EXERCISE REQUIREMENTS: Without adding or dropping anything, copy the entries below.

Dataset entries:

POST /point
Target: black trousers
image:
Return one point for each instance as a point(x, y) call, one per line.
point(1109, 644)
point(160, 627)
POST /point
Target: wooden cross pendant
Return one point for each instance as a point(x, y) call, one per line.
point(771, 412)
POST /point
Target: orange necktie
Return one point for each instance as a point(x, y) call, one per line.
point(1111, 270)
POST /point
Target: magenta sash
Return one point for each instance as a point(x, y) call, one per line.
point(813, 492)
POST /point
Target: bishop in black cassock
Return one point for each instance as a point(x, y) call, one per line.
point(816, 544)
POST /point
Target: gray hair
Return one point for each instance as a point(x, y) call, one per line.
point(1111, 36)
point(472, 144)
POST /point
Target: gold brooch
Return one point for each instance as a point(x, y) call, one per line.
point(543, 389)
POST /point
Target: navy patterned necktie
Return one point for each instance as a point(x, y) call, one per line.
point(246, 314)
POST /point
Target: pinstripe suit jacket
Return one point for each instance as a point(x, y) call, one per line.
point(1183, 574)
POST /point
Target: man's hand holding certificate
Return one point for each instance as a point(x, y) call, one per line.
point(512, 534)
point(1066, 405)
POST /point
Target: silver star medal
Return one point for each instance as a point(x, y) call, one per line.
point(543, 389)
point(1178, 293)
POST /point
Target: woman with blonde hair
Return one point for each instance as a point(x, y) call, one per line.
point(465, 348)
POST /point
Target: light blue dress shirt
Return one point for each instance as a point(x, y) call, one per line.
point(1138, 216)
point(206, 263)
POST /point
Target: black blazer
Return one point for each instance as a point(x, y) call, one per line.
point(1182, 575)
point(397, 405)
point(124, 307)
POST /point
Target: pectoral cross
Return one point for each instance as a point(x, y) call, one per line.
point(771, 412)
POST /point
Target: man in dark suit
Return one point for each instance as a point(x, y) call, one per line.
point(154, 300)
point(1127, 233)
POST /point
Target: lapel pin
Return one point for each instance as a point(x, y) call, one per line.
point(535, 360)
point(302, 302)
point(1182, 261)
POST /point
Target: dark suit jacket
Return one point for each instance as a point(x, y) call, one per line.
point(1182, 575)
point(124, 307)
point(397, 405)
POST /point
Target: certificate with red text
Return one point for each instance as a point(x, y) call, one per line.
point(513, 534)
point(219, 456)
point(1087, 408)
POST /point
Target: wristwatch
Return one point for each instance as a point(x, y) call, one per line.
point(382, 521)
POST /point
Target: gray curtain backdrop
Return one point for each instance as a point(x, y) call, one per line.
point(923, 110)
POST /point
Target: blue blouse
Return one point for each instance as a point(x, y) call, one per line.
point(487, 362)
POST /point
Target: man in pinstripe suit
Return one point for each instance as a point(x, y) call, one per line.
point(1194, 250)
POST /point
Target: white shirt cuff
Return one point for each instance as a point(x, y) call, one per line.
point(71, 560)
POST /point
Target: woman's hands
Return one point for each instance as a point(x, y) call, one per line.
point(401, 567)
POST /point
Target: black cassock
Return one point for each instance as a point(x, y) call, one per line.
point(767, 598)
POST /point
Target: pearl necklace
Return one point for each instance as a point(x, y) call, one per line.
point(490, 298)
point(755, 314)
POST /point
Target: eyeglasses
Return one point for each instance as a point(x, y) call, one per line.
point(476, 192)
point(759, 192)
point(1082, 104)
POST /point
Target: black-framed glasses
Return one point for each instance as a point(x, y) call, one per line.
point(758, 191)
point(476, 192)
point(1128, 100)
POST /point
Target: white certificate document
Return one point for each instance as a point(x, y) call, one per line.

THE COMPLETED TASK:
POST /point
Target: black trousers
image:
Return one point for each instance as a point(x, y) call, one per line.
point(1109, 644)
point(160, 627)
POST /point
Target: wooden cross pendant
Return one point for each instance as a point(x, y) call, one per line.
point(771, 412)
POST /point
Target: orange necktie
Return one point for each instance as a point(x, y) call, one per line.
point(1111, 270)
POST /point
Target: magenta sash
Return one point for each instance as a point(x, y) call, one per line.
point(813, 492)
POST /point
Target: bishop in black cassock
Return one point for each instance as a point(x, y) call, one per line.
point(816, 544)
POST /point
Target: gray hair
Return one point for each instance as a point(x, y) call, one per line.
point(1111, 36)
point(472, 144)
POST /point
Target: gold brooch
Return one point for each instance as a point(x, y) call, one per line.
point(543, 389)
POST /point
Target: navy patterned necktie
Return one point for each instance as a point(x, y) call, one per line.
point(246, 314)
POST /point
Target: pinstripe suit jacket
Return one point for each instance as a point(x, y) call, one per line.
point(1183, 574)
POST /point
Target: man's hand holding certificate
Return one point for each instance as a point(x, y) call, one per line.
point(512, 534)
point(1066, 405)
POST /point
Target: silver star medal
Return one point for each instance as a point(x, y) call, one per line.
point(543, 389)
point(1178, 293)
POST /point
Target: woman with blonde hair
Return one point for each instance as a point(x, y) call, one per line.
point(465, 348)
POST /point
Target: light blue dress shirt
Return one point for each instance as a point(x, y) call, one per line.
point(1138, 216)
point(206, 263)
POST /point
Target: black blazer
Return one point for each instance as a point(x, y) call, one per line.
point(1182, 575)
point(397, 405)
point(124, 307)
POST /point
Target: pectoral cross
Return one point for each instance as a point(x, y) call, one per line.
point(771, 412)
POST /point
Target: man in dark suit
Return one point for each instance as a point(x, y) call, one per line.
point(154, 300)
point(1127, 233)
POST /point
Target: lapel pin
Return one point for each instance as a point(x, y) call, one per line.
point(535, 360)
point(302, 302)
point(1182, 261)
POST /point
Target: dark suit jacket
Return one point for each instance as a point(x, y) call, one per line.
point(1182, 575)
point(124, 307)
point(397, 405)
POST /point
Target: certificate with red text
Return one point for each instance as a point(x, y) call, one per line.
point(513, 534)
point(219, 456)
point(1087, 408)
POST /point
Target: wristwatch
Return one point for each instance as a point(x, y) call, one per line.
point(382, 521)
POST /point
Target: gray curtain backdrop
Return one point for each instance as a point(x, y) call, one per line.
point(923, 110)
POST /point
Target: blue blouse
Return one point for each instance as a point(x, y) call, one per line.
point(487, 362)
POST /point
Target: man in pinstripe suit
Return one point for each instance as a point(x, y) call, one per line.
point(1194, 250)
POST /point
Target: white shirt cuff
Return one point for each instance as a point(x, y) call, one per line.
point(71, 560)
POST /point
Target: woman's hands
Return one point for each instance as a point(x, y) call, one per line.
point(401, 567)
POST /point
Target: black cassock
Return one point for each instance as a point(x, y) call, one per line.
point(767, 598)
POST /point
Target: pearl necklace
Return one point for each instance as a point(x, y) call, one per line.
point(490, 298)
point(755, 314)
POST /point
Target: eyeglasses
Return one point for each instance as a point(x, y) call, one per line.
point(476, 192)
point(759, 192)
point(1082, 104)
POST /point
Target: black-framed glasses
Return one point for each instance as a point(x, y) call, one per line.
point(758, 191)
point(476, 192)
point(1128, 100)
POST /point
Target: white certificate document
Return one point for each instance as a point(x, y) call, one per line.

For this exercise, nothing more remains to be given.